Write each entry out again exactly as it was given.

··· Data for analysis

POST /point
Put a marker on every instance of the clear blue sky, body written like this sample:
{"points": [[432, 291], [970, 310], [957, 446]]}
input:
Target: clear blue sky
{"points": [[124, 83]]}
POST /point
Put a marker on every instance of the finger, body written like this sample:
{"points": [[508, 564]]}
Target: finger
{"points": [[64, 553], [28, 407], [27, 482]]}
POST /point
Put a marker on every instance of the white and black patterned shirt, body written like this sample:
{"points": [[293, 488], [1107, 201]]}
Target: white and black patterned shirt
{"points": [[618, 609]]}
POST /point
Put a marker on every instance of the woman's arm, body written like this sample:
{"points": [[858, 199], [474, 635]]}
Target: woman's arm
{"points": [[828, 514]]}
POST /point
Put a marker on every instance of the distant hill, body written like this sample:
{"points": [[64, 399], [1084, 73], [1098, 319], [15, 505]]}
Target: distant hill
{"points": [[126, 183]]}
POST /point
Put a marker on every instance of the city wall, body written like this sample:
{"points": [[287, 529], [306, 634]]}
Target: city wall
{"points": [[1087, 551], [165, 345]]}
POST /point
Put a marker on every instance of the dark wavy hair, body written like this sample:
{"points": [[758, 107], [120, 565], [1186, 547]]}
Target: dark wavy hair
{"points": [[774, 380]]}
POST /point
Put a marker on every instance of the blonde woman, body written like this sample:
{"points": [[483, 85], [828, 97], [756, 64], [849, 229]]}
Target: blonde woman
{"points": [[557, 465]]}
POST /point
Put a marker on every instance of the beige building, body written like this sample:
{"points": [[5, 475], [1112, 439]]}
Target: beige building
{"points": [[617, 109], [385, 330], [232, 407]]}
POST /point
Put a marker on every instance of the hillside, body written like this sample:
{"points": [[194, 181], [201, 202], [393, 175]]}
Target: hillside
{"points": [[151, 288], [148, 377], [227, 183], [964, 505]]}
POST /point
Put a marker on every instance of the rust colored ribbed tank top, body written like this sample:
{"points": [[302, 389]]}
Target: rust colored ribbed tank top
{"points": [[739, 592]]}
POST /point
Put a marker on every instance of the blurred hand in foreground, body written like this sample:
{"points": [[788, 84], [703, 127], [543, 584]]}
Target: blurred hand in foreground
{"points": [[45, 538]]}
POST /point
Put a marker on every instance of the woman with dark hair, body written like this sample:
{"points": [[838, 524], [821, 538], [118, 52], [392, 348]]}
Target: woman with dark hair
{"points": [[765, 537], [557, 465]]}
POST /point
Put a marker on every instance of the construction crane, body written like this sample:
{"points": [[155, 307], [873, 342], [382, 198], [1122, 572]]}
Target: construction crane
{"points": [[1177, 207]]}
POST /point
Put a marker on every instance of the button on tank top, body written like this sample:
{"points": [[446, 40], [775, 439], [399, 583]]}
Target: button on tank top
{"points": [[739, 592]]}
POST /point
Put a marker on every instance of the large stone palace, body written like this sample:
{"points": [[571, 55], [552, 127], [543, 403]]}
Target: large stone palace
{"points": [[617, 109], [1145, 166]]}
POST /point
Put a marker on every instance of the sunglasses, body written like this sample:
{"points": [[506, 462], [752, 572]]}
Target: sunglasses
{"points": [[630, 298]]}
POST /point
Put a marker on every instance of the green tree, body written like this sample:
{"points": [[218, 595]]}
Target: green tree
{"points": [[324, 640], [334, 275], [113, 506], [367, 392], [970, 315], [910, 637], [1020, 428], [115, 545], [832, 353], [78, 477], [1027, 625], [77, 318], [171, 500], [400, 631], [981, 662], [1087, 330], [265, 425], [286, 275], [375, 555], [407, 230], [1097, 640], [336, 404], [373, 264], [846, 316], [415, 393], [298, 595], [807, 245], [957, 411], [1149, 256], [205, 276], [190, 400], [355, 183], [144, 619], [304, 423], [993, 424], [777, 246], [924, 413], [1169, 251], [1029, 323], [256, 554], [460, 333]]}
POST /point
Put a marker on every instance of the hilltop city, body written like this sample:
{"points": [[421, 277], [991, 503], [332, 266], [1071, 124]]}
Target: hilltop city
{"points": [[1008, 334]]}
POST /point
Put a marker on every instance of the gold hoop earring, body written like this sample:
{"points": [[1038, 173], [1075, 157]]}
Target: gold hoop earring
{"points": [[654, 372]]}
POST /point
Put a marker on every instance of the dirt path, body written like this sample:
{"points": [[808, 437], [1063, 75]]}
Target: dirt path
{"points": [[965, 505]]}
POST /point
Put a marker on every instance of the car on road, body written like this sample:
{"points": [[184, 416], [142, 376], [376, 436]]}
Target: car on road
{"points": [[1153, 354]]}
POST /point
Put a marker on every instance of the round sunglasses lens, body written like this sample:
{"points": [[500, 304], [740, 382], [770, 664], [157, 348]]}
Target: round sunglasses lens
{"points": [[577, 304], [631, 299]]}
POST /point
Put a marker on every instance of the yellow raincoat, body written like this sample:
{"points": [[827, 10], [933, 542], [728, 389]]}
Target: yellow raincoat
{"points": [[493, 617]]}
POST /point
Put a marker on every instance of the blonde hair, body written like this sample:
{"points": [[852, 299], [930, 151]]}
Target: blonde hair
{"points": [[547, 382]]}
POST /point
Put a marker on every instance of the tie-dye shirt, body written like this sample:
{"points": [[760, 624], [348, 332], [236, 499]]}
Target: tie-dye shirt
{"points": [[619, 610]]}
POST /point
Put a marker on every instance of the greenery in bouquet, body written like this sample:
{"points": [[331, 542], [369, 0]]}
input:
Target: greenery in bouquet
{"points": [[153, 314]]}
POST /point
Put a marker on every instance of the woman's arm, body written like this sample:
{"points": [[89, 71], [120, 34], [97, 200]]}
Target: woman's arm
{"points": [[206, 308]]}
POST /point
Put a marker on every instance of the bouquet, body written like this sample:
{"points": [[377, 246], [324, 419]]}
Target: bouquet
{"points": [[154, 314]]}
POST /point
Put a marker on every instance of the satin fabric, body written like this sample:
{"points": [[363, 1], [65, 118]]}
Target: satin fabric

······

** Problem solution **
POST /point
Put a marker on every instance of the clear blue sky, body written like this sample:
{"points": [[432, 291], [970, 310], [957, 446]]}
input:
Target: clear blue sky
{"points": [[124, 83]]}
POST /point
Put a marker on every instance of the finger, body written like this sample:
{"points": [[508, 564]]}
Target: finger
{"points": [[64, 553], [28, 407], [27, 482]]}
POST /point
Put a marker on every instance of the white and black patterned shirt, body written like this sample:
{"points": [[293, 488], [1107, 201]]}
Target: white and black patterned shirt
{"points": [[618, 609]]}
POST /point
Put a marker on every instance of the woman's arm, body written like this sample:
{"points": [[858, 199], [474, 635]]}
Target: woman's arm
{"points": [[828, 514]]}
POST /point
Put a marker on every instance of the distant hill, body written like this sample:
{"points": [[64, 399], [1084, 73], [1098, 319], [15, 505]]}
Target: distant hill
{"points": [[126, 183]]}
POST /point
Put a marker on every instance of the city wall, body written like this sample:
{"points": [[287, 529], [306, 634]]}
Target: city wall
{"points": [[1087, 551], [165, 345]]}
POST /point
Put a marker on every instance of the dark wavy hair, body written like this sample:
{"points": [[758, 107], [120, 565], [1186, 547]]}
Target: dark wavy hair
{"points": [[774, 380]]}
POST /point
Put a marker on every instance of the blonde woman, body written like this sample:
{"points": [[483, 85], [828, 97], [756, 64], [849, 229]]}
Target: blonde woman
{"points": [[557, 465]]}
POST /point
Put a marker on every instance of the beige building, body written like this sample:
{"points": [[5, 475], [1112, 439]]}
Target: beige building
{"points": [[617, 109], [385, 330], [232, 407]]}
POST /point
Put a marker on every instance of the hillside, body written like this sample:
{"points": [[194, 181], [201, 202], [393, 175]]}
Target: hillside
{"points": [[151, 288], [148, 377], [227, 183], [964, 505]]}
POST /point
Put a marker on every instance of the rust colored ribbed tank top, body written like this sample:
{"points": [[302, 389]]}
Target: rust colored ribbed tank top
{"points": [[739, 592]]}
POST /point
Put a marker on every instance of the blurred hand in foreground, body written like this sample:
{"points": [[788, 84], [703, 127], [543, 584]]}
Target: blurred hand in foreground
{"points": [[45, 538]]}
POST /point
Put a marker on every instance of the woman with dark hair, body written like this sample:
{"points": [[838, 524], [821, 538], [118, 52], [392, 348]]}
Target: woman with dark hair
{"points": [[765, 537], [557, 465]]}
POST /point
Put a marker on every instance of the construction crane, body written like this sample:
{"points": [[155, 307], [873, 342], [382, 198], [1122, 572]]}
Target: construction crane
{"points": [[1177, 207]]}
POST /point
Put a marker on every instance of the button on tank top, body written like this sample:
{"points": [[446, 40], [775, 439], [399, 583]]}
Target: button on tank top
{"points": [[739, 592]]}
POST /point
Put a marker on every instance of the large stone palace, body written like this sample:
{"points": [[571, 55], [552, 127], [543, 403]]}
Target: large stone palace
{"points": [[617, 109], [1145, 166]]}
POST /point
Put a marker on every instance of the sunglasses, body written like this sample:
{"points": [[506, 462], [752, 572]]}
Target: sunglasses
{"points": [[630, 298]]}
POST /point
Put a marker on every instance of the green tree, body written like this sample:
{"points": [[218, 595]]}
Target: green tree
{"points": [[324, 640], [334, 275], [113, 506], [367, 392], [970, 315], [910, 637], [1020, 428], [115, 545], [832, 353], [78, 477], [1027, 625], [77, 318], [171, 500], [400, 631], [981, 662], [1087, 330], [265, 425], [286, 275], [375, 555], [407, 230], [1097, 640], [336, 404], [373, 264], [846, 316], [415, 393], [298, 595], [807, 245], [957, 411], [1149, 256], [205, 276], [190, 400], [355, 183], [144, 619], [304, 423], [993, 424], [777, 246], [924, 413], [1169, 251], [1029, 323], [256, 554], [460, 333]]}
POST /point
Put a marker on every instance of the hilltop city, body written like this sample:
{"points": [[421, 277], [991, 503], [332, 266], [1071, 124]]}
Target: hilltop city
{"points": [[1008, 334]]}
POST /point
Put a marker on every instance of the gold hoop earring, body written like this sample:
{"points": [[1038, 173], [1075, 157]]}
Target: gold hoop earring
{"points": [[654, 372]]}
POST /point
Put a marker on every instance of the dirt path, body written like this sample:
{"points": [[808, 437], [1063, 75]]}
Target: dirt path
{"points": [[965, 505]]}
POST /point
Put a marker on every instance of the car on road, body written like this sample:
{"points": [[184, 416], [142, 376], [376, 436]]}
Target: car on road
{"points": [[1153, 354]]}
POST /point
Put a marker on every instance of the round sunglasses lens, body written like this sample:
{"points": [[500, 304], [740, 382], [770, 664], [157, 348]]}
Target: round sunglasses lens
{"points": [[577, 304], [631, 299]]}
POST /point
Put a marker on every instance of the yellow raincoat, body written like this sample:
{"points": [[827, 10], [933, 542], [728, 389]]}
Target: yellow raincoat
{"points": [[493, 617]]}
POST /point
Put a marker on every instance of the blonde hair, body written like this sample:
{"points": [[852, 299], [930, 151]]}
Target: blonde hair
{"points": [[547, 382]]}
POST /point
Put a marker on every instance of the tie-dye shirt, body written like this sample:
{"points": [[760, 624], [348, 332], [236, 499]]}
Target: tie-dye shirt
{"points": [[619, 610]]}
POST /point
Put a marker on every instance of the greenery in bouquet, body written like this sample:
{"points": [[331, 542], [369, 0]]}
input:
Target: greenery in bouquet
{"points": [[153, 314]]}
POST /point
Put a marker on every instance of the woman's arm, body written like this sample:
{"points": [[89, 71], [120, 34], [97, 200]]}
Target: woman's arm
{"points": [[206, 308]]}
POST /point
Put a marker on every instance of the bouquet, body written like this sample:
{"points": [[377, 246], [324, 419]]}
Target: bouquet
{"points": [[154, 314]]}
POST /point
Put a marker on every instance of the satin fabric, body written like this sample:
{"points": [[363, 1], [65, 118]]}
Target: satin fabric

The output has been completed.